:: WHAT NEEDS TO BE DONE ::
Give back only the lines in the records below from the one with "of the lips" to the one with "of the white", both inclusive, word for word.

:: DATA FOR PROCESSING ::

<<<<

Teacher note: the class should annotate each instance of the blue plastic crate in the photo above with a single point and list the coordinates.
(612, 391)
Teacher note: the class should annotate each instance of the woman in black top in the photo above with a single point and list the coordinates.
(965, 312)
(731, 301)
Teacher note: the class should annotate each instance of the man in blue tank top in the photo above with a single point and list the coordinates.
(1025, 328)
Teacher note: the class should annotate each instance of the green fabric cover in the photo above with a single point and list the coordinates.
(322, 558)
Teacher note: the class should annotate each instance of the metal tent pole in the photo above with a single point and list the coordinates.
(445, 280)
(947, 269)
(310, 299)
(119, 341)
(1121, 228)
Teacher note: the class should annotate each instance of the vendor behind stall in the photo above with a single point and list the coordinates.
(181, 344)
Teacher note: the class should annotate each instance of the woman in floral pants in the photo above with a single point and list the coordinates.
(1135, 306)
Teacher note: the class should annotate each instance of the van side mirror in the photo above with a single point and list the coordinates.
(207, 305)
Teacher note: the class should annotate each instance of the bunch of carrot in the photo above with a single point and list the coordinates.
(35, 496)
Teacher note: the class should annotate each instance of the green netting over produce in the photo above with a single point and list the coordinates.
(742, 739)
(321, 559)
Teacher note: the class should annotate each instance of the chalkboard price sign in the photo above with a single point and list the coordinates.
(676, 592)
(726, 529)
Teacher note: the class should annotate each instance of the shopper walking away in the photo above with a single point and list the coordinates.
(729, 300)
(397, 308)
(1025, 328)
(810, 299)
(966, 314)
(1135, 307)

>>>>
<<<<

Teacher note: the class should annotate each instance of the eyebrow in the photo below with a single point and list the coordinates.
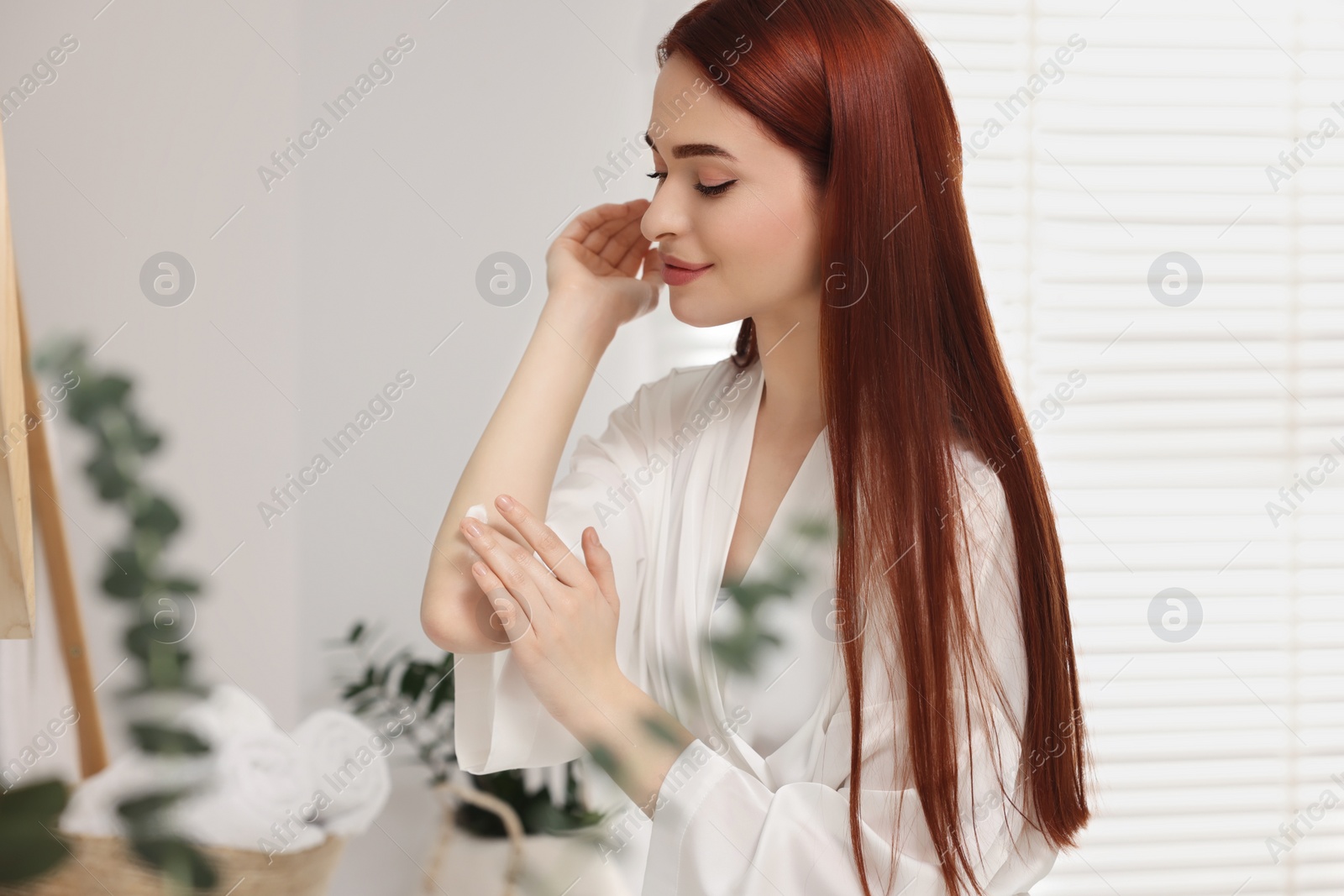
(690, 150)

>>>>
<<<<

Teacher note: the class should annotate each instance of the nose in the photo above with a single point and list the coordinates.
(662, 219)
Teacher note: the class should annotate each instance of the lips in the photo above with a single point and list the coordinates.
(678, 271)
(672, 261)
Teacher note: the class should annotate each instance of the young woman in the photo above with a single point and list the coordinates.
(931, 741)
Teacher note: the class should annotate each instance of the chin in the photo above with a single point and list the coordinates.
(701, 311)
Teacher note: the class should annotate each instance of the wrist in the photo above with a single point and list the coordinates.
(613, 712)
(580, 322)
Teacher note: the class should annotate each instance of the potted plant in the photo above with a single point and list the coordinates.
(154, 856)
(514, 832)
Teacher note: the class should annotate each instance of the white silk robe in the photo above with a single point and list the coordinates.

>>>>

:: SOLUTION BELOW ::
Teacher note: the class should annotate each instance of the lips in the photo above with a single point and list the coordinates.
(678, 271)
(672, 261)
Teacher note: the class should annotate each instance of the young woman in the photo above with a single point and list the coordinates.
(931, 741)
Teacher note: the class should annotate each instance of the chin in the photo above with a single point and list the coordinates.
(701, 311)
Teacher note: the class should annotate each instance of the wrist in the photo above with a single point and list the coordinates.
(613, 712)
(580, 322)
Teacher note: the class should annotate each instance of the potted plant in the photo above with a single point and list the coordinates.
(154, 856)
(514, 832)
Teacher note: the class should annotate each instance of the white silk robe in the photo above with a single point and list the coordinates.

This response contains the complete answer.